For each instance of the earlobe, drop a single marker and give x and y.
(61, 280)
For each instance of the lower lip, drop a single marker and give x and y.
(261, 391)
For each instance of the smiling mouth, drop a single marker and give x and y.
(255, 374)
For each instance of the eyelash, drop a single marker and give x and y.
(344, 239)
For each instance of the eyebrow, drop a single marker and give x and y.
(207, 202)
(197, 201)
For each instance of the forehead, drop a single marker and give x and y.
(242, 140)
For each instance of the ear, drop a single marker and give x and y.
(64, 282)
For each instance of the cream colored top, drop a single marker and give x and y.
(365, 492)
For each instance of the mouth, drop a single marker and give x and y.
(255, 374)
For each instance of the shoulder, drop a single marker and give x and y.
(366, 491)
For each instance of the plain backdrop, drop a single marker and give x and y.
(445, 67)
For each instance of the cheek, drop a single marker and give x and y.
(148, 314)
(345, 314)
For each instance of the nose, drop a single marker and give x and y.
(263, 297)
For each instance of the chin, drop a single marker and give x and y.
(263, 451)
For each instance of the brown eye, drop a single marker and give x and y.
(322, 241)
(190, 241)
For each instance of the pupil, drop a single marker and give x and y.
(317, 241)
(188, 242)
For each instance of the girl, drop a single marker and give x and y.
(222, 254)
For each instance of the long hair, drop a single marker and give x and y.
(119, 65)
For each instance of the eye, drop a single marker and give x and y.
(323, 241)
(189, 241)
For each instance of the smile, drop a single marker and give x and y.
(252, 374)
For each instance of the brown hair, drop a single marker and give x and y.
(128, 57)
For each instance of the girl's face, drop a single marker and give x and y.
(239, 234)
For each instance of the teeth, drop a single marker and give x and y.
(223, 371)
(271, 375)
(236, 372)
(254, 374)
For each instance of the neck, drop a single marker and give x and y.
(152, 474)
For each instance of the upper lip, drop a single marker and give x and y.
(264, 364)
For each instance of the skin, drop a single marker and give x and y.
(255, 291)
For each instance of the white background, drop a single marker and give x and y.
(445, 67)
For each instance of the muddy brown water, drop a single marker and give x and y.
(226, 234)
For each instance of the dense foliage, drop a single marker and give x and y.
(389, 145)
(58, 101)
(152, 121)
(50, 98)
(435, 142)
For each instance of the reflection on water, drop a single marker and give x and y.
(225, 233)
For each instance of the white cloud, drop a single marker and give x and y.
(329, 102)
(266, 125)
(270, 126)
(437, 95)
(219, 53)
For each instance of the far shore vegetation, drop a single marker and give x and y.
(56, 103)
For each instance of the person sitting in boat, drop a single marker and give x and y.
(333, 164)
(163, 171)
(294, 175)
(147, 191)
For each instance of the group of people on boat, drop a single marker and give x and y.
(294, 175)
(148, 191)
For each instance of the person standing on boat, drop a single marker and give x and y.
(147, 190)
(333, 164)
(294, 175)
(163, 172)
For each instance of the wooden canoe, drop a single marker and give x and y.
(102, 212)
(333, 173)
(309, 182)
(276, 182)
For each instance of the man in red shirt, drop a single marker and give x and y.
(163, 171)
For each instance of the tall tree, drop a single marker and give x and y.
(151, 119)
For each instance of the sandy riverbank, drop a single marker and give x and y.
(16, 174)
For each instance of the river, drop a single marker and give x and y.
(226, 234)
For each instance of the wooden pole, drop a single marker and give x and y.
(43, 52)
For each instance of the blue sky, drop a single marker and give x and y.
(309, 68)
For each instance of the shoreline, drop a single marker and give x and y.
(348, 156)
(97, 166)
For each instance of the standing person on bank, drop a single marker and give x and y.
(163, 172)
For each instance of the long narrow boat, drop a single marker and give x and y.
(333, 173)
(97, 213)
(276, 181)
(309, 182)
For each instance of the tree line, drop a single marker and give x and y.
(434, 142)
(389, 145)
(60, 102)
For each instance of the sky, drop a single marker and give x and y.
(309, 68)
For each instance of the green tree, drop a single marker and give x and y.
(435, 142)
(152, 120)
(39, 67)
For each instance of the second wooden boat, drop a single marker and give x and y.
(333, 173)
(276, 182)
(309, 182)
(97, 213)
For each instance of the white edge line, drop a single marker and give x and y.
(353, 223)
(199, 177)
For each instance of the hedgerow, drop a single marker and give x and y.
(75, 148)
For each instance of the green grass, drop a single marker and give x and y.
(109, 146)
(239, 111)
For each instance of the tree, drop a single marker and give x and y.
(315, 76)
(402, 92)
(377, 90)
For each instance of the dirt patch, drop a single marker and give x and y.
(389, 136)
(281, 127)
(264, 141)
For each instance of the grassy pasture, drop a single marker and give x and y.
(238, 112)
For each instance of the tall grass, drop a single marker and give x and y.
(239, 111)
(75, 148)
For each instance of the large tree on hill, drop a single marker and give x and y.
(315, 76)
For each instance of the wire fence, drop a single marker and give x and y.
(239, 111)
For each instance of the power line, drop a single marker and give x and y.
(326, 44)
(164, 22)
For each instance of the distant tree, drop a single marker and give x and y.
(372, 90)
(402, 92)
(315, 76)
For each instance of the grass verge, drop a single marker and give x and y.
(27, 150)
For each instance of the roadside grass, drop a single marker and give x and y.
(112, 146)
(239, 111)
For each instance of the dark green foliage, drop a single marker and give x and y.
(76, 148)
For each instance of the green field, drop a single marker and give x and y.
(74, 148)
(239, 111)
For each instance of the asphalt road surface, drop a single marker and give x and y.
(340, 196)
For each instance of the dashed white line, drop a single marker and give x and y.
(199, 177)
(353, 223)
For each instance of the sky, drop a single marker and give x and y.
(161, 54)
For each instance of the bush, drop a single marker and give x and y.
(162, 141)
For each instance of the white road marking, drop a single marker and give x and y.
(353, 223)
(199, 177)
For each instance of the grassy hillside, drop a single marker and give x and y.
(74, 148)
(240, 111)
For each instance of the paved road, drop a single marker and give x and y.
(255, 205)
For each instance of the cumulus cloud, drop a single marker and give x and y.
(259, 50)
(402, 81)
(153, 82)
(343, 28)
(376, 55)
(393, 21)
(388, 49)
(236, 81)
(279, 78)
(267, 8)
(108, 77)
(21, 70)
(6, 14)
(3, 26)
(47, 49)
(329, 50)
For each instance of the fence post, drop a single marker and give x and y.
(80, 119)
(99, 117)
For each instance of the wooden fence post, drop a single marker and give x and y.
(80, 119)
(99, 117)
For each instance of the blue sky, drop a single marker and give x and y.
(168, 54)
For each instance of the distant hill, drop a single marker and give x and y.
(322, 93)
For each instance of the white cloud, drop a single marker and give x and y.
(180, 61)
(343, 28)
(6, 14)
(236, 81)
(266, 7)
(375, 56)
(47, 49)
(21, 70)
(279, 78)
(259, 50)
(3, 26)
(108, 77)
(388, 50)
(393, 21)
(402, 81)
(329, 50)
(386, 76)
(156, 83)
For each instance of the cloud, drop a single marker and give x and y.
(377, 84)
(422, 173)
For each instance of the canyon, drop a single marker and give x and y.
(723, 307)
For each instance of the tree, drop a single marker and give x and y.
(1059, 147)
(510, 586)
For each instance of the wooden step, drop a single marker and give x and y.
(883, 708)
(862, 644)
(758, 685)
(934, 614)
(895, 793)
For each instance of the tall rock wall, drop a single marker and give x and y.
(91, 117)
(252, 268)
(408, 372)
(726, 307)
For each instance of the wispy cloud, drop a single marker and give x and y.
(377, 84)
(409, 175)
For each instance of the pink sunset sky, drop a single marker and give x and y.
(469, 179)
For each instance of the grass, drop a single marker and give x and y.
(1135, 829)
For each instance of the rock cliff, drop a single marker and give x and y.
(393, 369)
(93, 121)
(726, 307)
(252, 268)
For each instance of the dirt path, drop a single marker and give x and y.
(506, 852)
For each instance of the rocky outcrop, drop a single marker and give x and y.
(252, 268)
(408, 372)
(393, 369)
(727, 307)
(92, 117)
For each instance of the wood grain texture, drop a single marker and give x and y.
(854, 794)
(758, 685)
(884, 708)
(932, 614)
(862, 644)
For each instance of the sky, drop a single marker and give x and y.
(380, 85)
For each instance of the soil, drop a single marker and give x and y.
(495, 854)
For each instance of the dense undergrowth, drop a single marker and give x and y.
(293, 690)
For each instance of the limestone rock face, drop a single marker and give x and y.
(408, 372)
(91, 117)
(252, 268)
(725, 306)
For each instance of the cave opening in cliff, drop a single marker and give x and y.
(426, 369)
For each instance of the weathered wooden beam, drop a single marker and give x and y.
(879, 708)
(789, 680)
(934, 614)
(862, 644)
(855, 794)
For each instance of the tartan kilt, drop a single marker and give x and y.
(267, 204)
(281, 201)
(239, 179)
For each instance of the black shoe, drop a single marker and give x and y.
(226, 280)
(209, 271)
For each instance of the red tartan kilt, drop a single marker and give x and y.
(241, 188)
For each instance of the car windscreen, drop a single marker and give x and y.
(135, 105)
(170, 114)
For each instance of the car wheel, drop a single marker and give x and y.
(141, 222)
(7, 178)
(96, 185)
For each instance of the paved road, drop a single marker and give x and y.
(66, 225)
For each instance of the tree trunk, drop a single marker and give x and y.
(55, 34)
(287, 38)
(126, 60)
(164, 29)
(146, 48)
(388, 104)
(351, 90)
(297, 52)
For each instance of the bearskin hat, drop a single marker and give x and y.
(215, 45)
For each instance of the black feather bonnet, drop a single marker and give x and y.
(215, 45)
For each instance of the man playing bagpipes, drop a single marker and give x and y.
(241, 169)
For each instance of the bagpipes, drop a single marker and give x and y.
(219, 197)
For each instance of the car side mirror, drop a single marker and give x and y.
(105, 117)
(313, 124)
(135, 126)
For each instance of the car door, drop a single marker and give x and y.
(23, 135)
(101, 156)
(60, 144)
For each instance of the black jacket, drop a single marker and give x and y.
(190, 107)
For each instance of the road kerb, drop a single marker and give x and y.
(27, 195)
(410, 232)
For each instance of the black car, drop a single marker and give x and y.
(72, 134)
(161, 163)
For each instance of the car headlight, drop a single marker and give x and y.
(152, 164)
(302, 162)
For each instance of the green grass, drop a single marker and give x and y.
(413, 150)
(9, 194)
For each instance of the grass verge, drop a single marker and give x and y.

What to do: Repeat, exactly and only, the lines above from the one containing "For each instance of the black feather" through the end of the material.

Answer to the task:
For each instance of the black feather bonnet, drop a single marker and give x and y.
(215, 45)
For each instance of the man playing bagpipes, drop a single marker and give x and y.
(241, 169)
For each instance of the bagpipes, drop a single marker and give x and y.
(219, 197)
For each instance of the car side mirror, drop a single marker and give x and y.
(105, 117)
(313, 124)
(135, 126)
For each instance of the car door, drop a single marker and give x and y.
(23, 135)
(101, 156)
(60, 144)
For each instance of the black jacket, drop a single marker and give x and y.
(190, 107)
For each instance of the road kerb, drop a single marker and give x and y.
(27, 195)
(410, 232)
For each instance of the black car, drop a single marker and give x and y.
(72, 134)
(161, 163)
For each instance of the car headlight, drop a single marker and give x and y.
(152, 164)
(302, 162)
For each instance of the green grass, drop a single marker and give x and y.
(413, 150)
(9, 194)
For each instance of the grass verge, drop a single marker and give x and y.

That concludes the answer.